↓↓↓

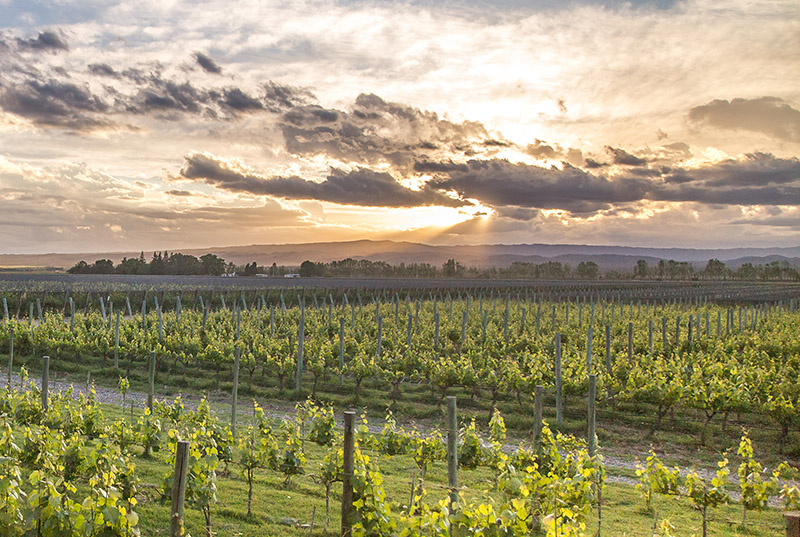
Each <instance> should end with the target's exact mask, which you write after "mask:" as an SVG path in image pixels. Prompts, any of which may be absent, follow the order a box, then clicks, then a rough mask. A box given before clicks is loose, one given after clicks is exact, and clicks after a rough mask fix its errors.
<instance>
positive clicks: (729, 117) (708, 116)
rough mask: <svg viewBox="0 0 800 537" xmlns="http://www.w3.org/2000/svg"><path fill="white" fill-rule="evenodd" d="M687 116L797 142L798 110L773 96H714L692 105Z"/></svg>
mask: <svg viewBox="0 0 800 537" xmlns="http://www.w3.org/2000/svg"><path fill="white" fill-rule="evenodd" d="M689 119H691V120H692V121H695V122H699V123H706V124H708V125H710V126H712V127H717V128H721V129H732V130H749V131H755V132H761V133H764V134H766V135H768V136H772V137H774V138H778V139H781V140H787V141H790V142H800V110H796V109H794V108H792V107H791V106H790V105H789V103H787V102H786V101H784V100H782V99H778V98H776V97H761V98H759V99H733V100H731V101H726V100H724V99H716V100H714V101H711V102H710V103H708V104H704V105H702V106H696V107H695V108H692V109H691V110H690V111H689Z"/></svg>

↑↑↑

*About this task:* Starting at the top of the listing above, reproduce each line up to and including the one with "positive clicks: (729, 117) (708, 116)"; omit the pictures.

*Result:*
Each <instance> should end with the target's exact mask, which you write after "mask:" as an SVG path in image pixels. Prompts, any of which may be absent, follow the order a box, then clicks, then a rough mask. A box given before clicks is loose, one given after clicks is exact, and clicks after a rough mask fix its errors.
<instance>
positive clicks: (729, 117) (708, 116)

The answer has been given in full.